_ENTRIES SHOWN_
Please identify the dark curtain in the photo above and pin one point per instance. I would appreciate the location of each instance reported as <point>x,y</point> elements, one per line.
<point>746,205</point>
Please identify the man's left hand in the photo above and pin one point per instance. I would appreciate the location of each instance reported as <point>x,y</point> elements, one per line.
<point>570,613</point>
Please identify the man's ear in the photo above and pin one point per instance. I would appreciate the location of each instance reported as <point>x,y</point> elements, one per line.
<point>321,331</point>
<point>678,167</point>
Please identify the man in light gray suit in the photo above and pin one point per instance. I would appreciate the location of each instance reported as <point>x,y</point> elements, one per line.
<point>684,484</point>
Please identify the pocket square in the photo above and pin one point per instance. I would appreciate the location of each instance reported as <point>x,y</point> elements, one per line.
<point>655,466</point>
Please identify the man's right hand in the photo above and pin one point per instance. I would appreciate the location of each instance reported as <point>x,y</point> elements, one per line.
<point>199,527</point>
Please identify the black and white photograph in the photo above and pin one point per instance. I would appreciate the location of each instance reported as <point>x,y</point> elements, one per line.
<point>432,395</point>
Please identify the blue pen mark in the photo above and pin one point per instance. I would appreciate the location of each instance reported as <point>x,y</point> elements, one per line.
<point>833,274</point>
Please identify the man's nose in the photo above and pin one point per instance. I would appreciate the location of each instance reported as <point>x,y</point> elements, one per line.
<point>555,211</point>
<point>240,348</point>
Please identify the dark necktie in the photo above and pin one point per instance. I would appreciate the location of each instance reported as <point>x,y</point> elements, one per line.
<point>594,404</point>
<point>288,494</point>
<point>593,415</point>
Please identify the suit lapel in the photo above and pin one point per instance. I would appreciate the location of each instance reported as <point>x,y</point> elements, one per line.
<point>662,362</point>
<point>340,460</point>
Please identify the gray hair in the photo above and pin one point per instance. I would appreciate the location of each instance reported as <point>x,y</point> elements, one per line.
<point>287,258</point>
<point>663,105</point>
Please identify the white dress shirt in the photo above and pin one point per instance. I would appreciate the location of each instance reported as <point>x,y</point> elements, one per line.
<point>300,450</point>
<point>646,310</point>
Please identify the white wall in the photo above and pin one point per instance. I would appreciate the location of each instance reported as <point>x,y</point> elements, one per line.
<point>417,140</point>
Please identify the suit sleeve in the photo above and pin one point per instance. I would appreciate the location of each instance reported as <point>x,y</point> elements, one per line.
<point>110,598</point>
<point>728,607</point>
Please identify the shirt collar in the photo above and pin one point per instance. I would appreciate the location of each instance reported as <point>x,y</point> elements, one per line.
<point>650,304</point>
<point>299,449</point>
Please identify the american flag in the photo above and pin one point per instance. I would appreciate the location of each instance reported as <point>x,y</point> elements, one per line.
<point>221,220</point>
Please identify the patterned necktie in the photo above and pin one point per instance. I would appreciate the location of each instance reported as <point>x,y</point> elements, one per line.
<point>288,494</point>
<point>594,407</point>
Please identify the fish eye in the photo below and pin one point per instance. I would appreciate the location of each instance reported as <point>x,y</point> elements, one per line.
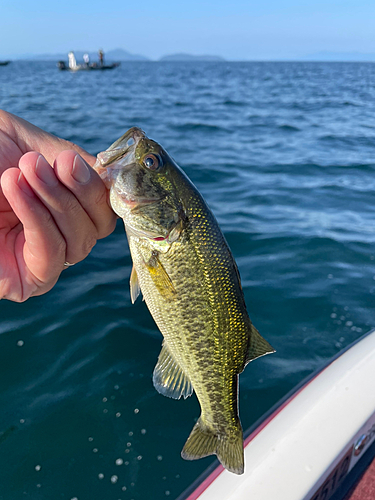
<point>153,162</point>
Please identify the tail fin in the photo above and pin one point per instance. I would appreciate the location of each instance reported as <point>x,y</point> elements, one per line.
<point>228,448</point>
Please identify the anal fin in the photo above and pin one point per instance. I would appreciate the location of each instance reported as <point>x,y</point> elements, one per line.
<point>134,285</point>
<point>203,442</point>
<point>169,378</point>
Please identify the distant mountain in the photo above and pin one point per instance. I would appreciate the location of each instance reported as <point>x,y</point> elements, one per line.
<point>339,57</point>
<point>110,56</point>
<point>190,57</point>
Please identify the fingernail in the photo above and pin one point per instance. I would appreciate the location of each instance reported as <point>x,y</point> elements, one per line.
<point>22,184</point>
<point>45,172</point>
<point>80,172</point>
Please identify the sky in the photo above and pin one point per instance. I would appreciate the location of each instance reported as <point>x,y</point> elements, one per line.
<point>234,29</point>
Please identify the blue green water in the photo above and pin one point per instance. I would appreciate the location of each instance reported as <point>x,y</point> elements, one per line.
<point>284,154</point>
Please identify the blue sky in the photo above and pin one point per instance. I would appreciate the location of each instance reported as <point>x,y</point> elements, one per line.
<point>234,29</point>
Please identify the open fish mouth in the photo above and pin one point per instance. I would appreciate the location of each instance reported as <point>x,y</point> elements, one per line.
<point>120,154</point>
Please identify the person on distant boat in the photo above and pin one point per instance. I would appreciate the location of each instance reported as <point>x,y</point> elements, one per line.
<point>50,217</point>
<point>72,60</point>
<point>101,57</point>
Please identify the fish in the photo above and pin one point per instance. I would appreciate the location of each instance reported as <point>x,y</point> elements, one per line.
<point>190,282</point>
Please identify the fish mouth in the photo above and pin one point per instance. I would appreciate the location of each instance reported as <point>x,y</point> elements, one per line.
<point>119,155</point>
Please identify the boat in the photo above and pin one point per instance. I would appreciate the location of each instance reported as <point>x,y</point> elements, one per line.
<point>317,443</point>
<point>86,66</point>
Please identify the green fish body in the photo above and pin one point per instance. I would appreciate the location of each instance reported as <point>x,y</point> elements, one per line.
<point>191,285</point>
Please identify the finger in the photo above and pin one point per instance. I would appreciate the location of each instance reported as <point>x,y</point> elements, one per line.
<point>75,225</point>
<point>41,254</point>
<point>28,137</point>
<point>88,188</point>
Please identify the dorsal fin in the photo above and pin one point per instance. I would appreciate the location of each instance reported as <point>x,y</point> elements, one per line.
<point>169,378</point>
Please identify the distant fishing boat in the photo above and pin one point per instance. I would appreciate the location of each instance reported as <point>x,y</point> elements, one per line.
<point>86,65</point>
<point>318,443</point>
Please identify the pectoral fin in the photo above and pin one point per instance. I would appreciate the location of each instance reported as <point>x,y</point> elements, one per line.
<point>258,346</point>
<point>169,378</point>
<point>160,277</point>
<point>134,285</point>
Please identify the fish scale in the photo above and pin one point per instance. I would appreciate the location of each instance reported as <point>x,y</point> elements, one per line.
<point>190,283</point>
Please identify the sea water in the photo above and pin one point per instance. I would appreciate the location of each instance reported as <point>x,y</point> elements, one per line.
<point>284,154</point>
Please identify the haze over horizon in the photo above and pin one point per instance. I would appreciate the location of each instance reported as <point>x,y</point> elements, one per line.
<point>241,30</point>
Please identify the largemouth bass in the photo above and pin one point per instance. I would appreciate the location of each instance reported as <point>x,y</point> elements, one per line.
<point>190,282</point>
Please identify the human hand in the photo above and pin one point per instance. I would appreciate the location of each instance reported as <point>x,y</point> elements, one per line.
<point>48,216</point>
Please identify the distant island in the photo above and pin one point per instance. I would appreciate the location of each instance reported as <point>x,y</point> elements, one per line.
<point>115,55</point>
<point>190,57</point>
<point>120,55</point>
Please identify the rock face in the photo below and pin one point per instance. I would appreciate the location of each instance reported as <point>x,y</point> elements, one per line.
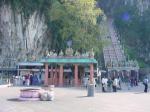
<point>20,38</point>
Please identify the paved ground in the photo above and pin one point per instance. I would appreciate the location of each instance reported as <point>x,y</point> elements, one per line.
<point>75,100</point>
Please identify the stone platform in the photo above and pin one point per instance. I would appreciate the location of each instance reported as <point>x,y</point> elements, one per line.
<point>75,100</point>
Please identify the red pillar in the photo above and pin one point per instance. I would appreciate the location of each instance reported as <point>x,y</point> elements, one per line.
<point>46,74</point>
<point>76,75</point>
<point>61,71</point>
<point>91,73</point>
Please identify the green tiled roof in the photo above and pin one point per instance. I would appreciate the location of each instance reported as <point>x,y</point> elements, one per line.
<point>72,60</point>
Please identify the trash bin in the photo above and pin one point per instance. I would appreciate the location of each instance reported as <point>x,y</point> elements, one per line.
<point>91,90</point>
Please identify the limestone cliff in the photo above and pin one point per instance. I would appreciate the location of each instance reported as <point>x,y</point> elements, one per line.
<point>21,38</point>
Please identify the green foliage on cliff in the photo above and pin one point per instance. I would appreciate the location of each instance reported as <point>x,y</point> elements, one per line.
<point>133,27</point>
<point>74,20</point>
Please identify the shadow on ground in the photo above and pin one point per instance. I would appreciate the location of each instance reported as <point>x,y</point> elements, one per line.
<point>14,100</point>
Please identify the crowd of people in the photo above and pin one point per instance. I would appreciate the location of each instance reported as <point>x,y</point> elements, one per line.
<point>27,80</point>
<point>114,84</point>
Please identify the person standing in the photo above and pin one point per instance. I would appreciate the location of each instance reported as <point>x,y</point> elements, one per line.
<point>115,85</point>
<point>145,82</point>
<point>109,84</point>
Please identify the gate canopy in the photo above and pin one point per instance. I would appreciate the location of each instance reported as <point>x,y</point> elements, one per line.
<point>72,60</point>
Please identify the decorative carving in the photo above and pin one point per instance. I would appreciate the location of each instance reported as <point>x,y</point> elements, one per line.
<point>61,53</point>
<point>77,53</point>
<point>69,52</point>
<point>91,53</point>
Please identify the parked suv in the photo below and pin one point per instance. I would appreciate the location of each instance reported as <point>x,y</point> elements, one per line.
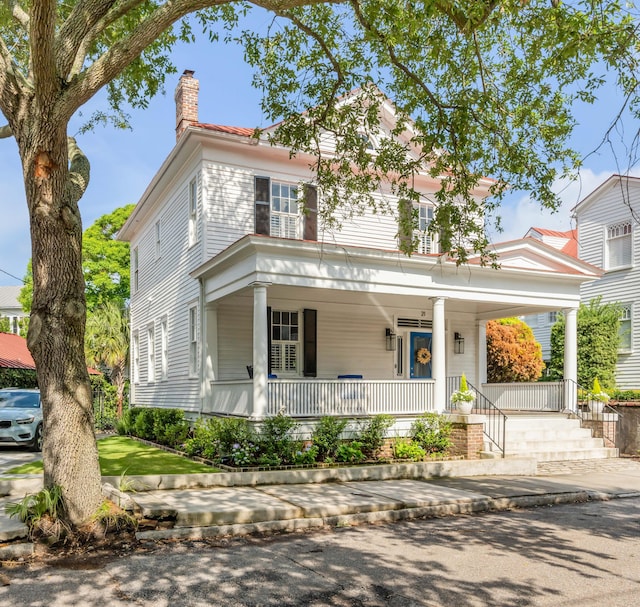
<point>21,418</point>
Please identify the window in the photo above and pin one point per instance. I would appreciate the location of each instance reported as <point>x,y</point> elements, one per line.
<point>284,210</point>
<point>164,350</point>
<point>619,251</point>
<point>136,357</point>
<point>284,341</point>
<point>134,263</point>
<point>425,216</point>
<point>193,340</point>
<point>151,354</point>
<point>157,239</point>
<point>193,212</point>
<point>625,329</point>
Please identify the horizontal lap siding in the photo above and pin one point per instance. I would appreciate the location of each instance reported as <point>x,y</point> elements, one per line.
<point>166,290</point>
<point>615,286</point>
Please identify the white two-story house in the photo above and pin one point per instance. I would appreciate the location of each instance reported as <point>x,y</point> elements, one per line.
<point>243,304</point>
<point>607,223</point>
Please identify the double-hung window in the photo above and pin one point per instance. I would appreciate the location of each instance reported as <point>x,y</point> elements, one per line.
<point>193,341</point>
<point>193,212</point>
<point>285,341</point>
<point>425,217</point>
<point>626,327</point>
<point>619,245</point>
<point>284,210</point>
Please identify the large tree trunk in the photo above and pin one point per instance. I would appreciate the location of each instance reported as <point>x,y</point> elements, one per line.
<point>56,330</point>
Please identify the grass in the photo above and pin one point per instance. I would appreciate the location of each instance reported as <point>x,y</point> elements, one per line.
<point>121,455</point>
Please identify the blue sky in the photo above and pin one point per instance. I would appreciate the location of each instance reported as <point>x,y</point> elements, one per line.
<point>123,162</point>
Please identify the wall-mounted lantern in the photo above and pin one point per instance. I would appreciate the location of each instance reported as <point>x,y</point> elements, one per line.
<point>391,339</point>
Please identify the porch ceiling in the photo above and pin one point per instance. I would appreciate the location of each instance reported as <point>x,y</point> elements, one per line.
<point>321,272</point>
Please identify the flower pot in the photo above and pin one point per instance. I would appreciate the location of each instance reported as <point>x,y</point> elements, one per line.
<point>464,407</point>
<point>596,406</point>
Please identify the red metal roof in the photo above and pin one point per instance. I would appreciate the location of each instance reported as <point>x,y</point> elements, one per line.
<point>14,353</point>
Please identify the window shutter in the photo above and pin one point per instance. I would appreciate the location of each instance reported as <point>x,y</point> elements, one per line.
<point>269,339</point>
<point>311,212</point>
<point>310,319</point>
<point>262,187</point>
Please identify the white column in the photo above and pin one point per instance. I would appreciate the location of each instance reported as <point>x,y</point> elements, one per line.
<point>570,357</point>
<point>438,355</point>
<point>260,347</point>
<point>481,371</point>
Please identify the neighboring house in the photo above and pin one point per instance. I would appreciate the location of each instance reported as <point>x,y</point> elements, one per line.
<point>242,304</point>
<point>10,307</point>
<point>567,243</point>
<point>607,223</point>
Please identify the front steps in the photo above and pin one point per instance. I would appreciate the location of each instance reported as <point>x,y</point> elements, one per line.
<point>549,438</point>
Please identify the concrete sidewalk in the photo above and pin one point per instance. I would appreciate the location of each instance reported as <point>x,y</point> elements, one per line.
<point>244,503</point>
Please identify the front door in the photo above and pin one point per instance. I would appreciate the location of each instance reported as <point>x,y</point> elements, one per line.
<point>420,355</point>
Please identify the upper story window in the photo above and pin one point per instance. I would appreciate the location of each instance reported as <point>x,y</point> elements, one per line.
<point>425,217</point>
<point>619,246</point>
<point>193,212</point>
<point>134,263</point>
<point>284,210</point>
<point>285,341</point>
<point>625,330</point>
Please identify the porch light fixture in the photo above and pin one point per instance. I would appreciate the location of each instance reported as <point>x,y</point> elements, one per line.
<point>458,343</point>
<point>391,339</point>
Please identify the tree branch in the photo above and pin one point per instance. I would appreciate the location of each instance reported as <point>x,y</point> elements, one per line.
<point>79,171</point>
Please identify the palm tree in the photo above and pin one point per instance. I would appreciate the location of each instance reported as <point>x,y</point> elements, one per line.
<point>107,343</point>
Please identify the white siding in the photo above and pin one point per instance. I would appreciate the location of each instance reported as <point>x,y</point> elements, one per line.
<point>613,206</point>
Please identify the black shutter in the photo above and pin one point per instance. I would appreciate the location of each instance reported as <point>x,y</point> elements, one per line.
<point>311,212</point>
<point>269,339</point>
<point>262,187</point>
<point>310,319</point>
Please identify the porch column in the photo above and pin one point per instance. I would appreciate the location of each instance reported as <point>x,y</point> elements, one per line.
<point>481,371</point>
<point>570,357</point>
<point>438,354</point>
<point>260,347</point>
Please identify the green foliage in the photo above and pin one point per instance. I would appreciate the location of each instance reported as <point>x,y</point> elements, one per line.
<point>350,452</point>
<point>406,449</point>
<point>373,433</point>
<point>513,354</point>
<point>326,435</point>
<point>34,506</point>
<point>432,432</point>
<point>598,343</point>
<point>18,378</point>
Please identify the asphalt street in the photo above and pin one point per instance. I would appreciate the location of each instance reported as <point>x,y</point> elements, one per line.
<point>577,554</point>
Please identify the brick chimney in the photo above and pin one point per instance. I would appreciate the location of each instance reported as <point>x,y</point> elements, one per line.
<point>186,102</point>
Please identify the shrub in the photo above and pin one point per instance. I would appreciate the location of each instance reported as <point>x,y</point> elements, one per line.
<point>373,434</point>
<point>326,436</point>
<point>431,431</point>
<point>350,452</point>
<point>405,449</point>
<point>277,438</point>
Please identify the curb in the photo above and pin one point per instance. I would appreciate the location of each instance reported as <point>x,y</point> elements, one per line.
<point>464,506</point>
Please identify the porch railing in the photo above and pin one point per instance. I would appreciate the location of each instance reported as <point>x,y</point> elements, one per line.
<point>349,397</point>
<point>495,421</point>
<point>530,396</point>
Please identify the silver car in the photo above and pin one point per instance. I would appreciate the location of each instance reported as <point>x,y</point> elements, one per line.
<point>21,418</point>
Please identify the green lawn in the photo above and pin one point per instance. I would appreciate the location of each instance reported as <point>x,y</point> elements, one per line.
<point>123,455</point>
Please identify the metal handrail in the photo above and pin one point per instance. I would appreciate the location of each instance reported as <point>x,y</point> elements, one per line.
<point>494,427</point>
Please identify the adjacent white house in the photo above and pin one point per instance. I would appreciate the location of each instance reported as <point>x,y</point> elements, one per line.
<point>607,224</point>
<point>566,242</point>
<point>243,304</point>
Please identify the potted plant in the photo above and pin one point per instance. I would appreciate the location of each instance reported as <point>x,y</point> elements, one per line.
<point>597,398</point>
<point>463,398</point>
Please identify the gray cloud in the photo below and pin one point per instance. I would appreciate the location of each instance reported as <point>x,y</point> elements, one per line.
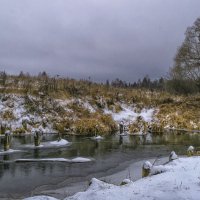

_STATED EXERCISE_
Reproduce the lines of the listing from the line containing "Please identify the black and" through the line containing "<point>240,348</point>", inclusive, replacing every occurrence of "pin one point" with "place one point" and leaving all other text unchanged.

_ANSWER TO THE TASK_
Please identify the black and white photograph in the photo above and place one point per instance. I would appreciate the location of each instance reported as <point>x,y</point> elements, one per line.
<point>432,395</point>
Please identify the blue pen mark in the photo above and place one point per instance. I would appreciate the location of each instance reported as <point>x,y</point> elements, one per line.
<point>833,274</point>
Please identify the man's nose in the photo above and place one point per instance. I would appreciate the location of each instance reported as <point>x,y</point> elements, one per line.
<point>555,211</point>
<point>240,348</point>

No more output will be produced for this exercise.